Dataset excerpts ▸
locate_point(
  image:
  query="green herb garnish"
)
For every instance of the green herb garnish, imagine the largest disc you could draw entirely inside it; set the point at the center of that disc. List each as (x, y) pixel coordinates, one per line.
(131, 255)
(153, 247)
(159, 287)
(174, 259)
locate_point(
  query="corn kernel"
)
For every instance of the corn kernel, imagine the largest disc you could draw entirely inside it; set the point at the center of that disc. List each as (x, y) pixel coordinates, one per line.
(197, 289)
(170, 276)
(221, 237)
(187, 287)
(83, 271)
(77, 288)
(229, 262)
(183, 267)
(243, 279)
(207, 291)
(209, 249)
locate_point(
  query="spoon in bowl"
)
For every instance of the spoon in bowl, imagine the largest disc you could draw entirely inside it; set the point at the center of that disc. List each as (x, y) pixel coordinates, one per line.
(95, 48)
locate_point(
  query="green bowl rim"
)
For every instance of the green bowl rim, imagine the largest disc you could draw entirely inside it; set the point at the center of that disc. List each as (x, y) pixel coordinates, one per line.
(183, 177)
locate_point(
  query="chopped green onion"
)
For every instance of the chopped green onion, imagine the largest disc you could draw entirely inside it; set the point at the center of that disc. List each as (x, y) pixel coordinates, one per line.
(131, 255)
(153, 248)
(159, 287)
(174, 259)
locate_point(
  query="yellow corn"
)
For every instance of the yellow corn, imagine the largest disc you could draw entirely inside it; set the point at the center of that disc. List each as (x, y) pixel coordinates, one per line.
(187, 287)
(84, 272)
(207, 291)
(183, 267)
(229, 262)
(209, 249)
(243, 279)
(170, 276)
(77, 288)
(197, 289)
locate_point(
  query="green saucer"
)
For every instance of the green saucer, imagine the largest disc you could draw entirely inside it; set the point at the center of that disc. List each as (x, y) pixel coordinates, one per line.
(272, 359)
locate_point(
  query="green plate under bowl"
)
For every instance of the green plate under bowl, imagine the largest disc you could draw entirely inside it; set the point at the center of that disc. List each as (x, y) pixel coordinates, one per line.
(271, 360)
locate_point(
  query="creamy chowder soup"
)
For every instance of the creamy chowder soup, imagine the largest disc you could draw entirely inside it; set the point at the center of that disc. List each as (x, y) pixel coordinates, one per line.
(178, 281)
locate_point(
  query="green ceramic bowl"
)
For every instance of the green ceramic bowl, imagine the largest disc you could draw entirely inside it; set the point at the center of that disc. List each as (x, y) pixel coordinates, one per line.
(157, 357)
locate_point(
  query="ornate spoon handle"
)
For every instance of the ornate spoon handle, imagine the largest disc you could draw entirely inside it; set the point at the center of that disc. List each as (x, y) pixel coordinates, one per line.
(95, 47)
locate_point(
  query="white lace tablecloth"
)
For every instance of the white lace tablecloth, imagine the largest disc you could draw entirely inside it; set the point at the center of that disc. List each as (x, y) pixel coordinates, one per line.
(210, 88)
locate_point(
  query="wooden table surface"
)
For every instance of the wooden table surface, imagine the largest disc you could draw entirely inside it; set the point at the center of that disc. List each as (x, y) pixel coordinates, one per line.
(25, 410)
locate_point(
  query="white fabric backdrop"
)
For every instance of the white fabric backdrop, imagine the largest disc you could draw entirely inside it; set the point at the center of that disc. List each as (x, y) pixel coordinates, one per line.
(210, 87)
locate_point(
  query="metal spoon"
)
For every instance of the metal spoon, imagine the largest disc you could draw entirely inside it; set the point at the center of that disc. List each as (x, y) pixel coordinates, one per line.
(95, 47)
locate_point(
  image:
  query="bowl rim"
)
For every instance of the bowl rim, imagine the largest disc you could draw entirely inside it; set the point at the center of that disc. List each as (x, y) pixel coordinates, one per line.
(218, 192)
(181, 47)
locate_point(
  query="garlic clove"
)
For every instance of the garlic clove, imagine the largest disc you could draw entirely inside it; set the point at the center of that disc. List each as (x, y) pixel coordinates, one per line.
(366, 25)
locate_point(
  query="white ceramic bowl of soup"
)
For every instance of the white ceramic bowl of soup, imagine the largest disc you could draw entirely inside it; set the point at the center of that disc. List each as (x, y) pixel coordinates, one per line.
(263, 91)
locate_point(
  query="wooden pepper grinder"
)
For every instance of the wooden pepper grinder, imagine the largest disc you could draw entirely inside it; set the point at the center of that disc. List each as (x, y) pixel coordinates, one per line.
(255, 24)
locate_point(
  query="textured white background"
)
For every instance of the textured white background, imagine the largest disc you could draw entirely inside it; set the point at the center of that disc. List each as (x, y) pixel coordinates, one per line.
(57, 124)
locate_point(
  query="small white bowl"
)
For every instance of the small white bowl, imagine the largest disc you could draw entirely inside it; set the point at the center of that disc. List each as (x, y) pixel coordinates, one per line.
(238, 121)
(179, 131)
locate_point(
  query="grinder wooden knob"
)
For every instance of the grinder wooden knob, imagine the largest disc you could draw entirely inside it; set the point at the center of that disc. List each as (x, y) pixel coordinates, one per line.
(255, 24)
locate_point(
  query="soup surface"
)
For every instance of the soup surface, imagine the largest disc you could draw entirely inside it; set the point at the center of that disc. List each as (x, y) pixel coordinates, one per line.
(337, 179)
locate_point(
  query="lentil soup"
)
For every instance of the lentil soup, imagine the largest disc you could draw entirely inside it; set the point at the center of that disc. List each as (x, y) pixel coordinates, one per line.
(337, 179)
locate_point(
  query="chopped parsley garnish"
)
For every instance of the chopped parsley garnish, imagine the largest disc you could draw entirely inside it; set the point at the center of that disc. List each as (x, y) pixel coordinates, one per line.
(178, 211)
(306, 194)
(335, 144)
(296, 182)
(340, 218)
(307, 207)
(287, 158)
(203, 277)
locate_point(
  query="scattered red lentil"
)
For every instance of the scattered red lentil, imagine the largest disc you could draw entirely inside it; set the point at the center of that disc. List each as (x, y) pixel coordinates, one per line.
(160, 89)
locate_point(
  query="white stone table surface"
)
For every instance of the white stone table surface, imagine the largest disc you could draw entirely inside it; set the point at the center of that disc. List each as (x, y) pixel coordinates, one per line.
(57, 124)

To do ▸ Return the entries above in full and exactly as written.

Your solution ▸
locate_point(
  image:
  query="green herb garnish"
)
For every instance of the green herb garnish, imagine the largest disc you could draw entirely inside it; set the point at the center of that disc. List each as (x, y) pixel coordinates, one per line.
(131, 255)
(153, 247)
(159, 287)
(174, 259)
locate_point(
  query="corn kernel"
)
For every instance of the corn kernel, imagine the largest disc you could draw entirely inside it; set the point at the center of that disc. List each as (x, y) pixel coordinates, one per line.
(197, 289)
(170, 276)
(221, 237)
(187, 287)
(83, 271)
(77, 288)
(229, 262)
(183, 267)
(243, 279)
(207, 291)
(209, 249)
locate_point(
  query="spoon in bowl"
)
For every instance of the spoon in bowl, imagine the largest disc you could draw entirely inside it; set the point at the center of that disc. List each as (x, y) pixel coordinates, one per line.
(95, 48)
locate_point(
  query="green bowl rim"
)
For every instance of the green bowl rim, imagine the largest disc you could draw entirely inside it; set the point at the center of that disc. List each as (x, y) pixel coordinates, one per line.
(183, 177)
locate_point(
  query="chopped green onion"
)
For every instance of the chopped green onion, imagine the largest disc you could draw entirely inside it; set the point at the center of that disc. List each as (x, y) pixel coordinates, one per line.
(131, 255)
(153, 248)
(159, 287)
(174, 259)
locate_point(
  query="yellow corn"
)
For every instance of the yellow corn, imagine the largest disc you could draw entirely inside it; set the point at the center of that disc. List each as (x, y) pixel coordinates, one per line.
(187, 287)
(84, 272)
(207, 291)
(183, 267)
(229, 262)
(209, 249)
(243, 279)
(170, 276)
(77, 288)
(197, 289)
locate_point(
  query="green saucer"
)
For every instance of the green saucer, imagine the largest disc you could draw entirely inside it; set the point at the center of that disc. List each as (x, y) pixel coordinates, one per line.
(272, 359)
locate_point(
  query="green plate under bowl"
)
For every instance of the green plate under bowl, imagine the largest disc you could draw entirely inside it; set the point at the center of that disc. List each as (x, y) pixel coordinates, one per line.
(271, 360)
locate_point(
  query="creamy chowder soup"
)
For every instance of the creamy chowder soup, imagine the largest disc you could draw entirely inside it; set the point at the center of that disc. List each as (x, y) pixel coordinates, one per line.
(178, 281)
locate_point(
  query="green ceramic bowl"
)
For every instance of the green ceramic bowl, imagine the largest disc you could draw entirely inside it; set the point at the center of that disc. List each as (x, y) pixel coordinates, one per line.
(157, 357)
locate_point(
  query="ornate spoon handle"
)
For every instance of the ornate spoon handle, imagine the largest disc you could draw entirely inside it; set the point at the center of that disc. List each as (x, y) pixel coordinates, one per line.
(95, 47)
locate_point(
  query="white lace tablecloth"
)
For every instance of the white lace tablecloth, imagine the largest disc you could draw entirely inside it; set the point at the center of that disc. List each as (x, y) pixel coordinates, one per line.
(210, 88)
locate_point(
  query="wooden table surface"
)
For every instance of the wooden table surface, imagine the largest disc you could draw entirely inside it; set the point at the center of that disc. List each as (x, y) pixel coordinates, one per line.
(25, 410)
locate_point(
  query="white fabric backdrop"
)
For every instance of the white fabric backdrop, imagine the largest disc you could draw entirely inside it; set the point at the center of that disc. List each as (x, y) pixel coordinates, one per line.
(210, 87)
locate_point(
  query="metal spoon"
)
For every instance of the metal spoon, imagine the largest disc you could draw entirely inside it; set the point at the center of that disc. List each as (x, y) pixel coordinates, one per line.
(95, 47)
locate_point(
  image:
  query="bowl rim"
)
For every instance of the bowl rim, imagine the largest disc you could draw entirely inside it; set the point at the center of that disc. List each as (x, y) pixel coordinates, one per line.
(218, 192)
(181, 47)
locate_point(
  query="garlic clove"
)
For every instance of the garlic clove, imagine the largest disc you could draw entirely inside it; set the point at the center of that disc. List each as (x, y) pixel coordinates, one per line.
(366, 25)
locate_point(
  query="white ceramic bowl of soup"
)
For every instance of the white ceramic bowl of soup, imagine the largest disc you could draw entirely inside it; set the point at the center of that disc. List each as (x, y) pixel coordinates, one per line.
(263, 91)
locate_point(
  query="wooden pepper grinder"
)
For every instance of the wooden pepper grinder, imagine the largest disc you could draw entirely inside it; set the point at the center of that disc. List each as (x, y) pixel coordinates, one per line.
(255, 24)
locate_point(
  query="textured white background"
)
For every instance of the textured white background, imagine the largest disc you could draw entirely inside it; set the point at the center of that disc. List each as (x, y) pixel coordinates, one per line.
(57, 124)
locate_point(
  query="small white bowl"
)
For every instance of the small white bowl, imagine the largest disc you could draw entirely inside it; set the point at the center of that disc. List each as (x, y) pixel coordinates, one per line.
(238, 121)
(179, 131)
locate_point(
  query="grinder wooden knob"
)
For every instance of the grinder wooden knob, imagine the largest disc you could draw entirely inside it; set the point at the center of that disc. List each as (x, y) pixel coordinates, one per line.
(255, 24)
locate_point(
  query="soup surface"
)
For every instance of the soup surface, imagine the largest disc you could draw entirely inside it; set the point at the center of that disc. List each as (x, y) pixel coordinates, one per line.
(337, 179)
locate_point(
  query="lentil soup"
)
For every instance of the lentil soup, imagine the largest disc you could draw entirely inside it; set the point at the center of that disc. List each as (x, y) pixel coordinates, one per line.
(337, 179)
locate_point(
  query="chopped parsley garnish"
)
For every instance of the chopped parsley garnish, imagine the largest disc you could draw entirely inside it; set the point at the center of that disc. List each as (x, y) pixel coordinates, one per line.
(178, 211)
(306, 194)
(335, 144)
(296, 182)
(340, 218)
(307, 207)
(287, 158)
(203, 277)
locate_point(
  query="scattered red lentil"
)
For every instance of the scattered red lentil, imagine the largest disc you could draw entirely inside it; set the point at the center of that disc. List each as (x, y) pixel coordinates, one per line.
(160, 89)
locate_point(
  query="white stone table surface"
)
For every instance of the white stone table surface, imagine the largest disc you could draw entirely inside it; set the point at the center of that disc. List each as (x, y) pixel coordinates, one per line.
(57, 124)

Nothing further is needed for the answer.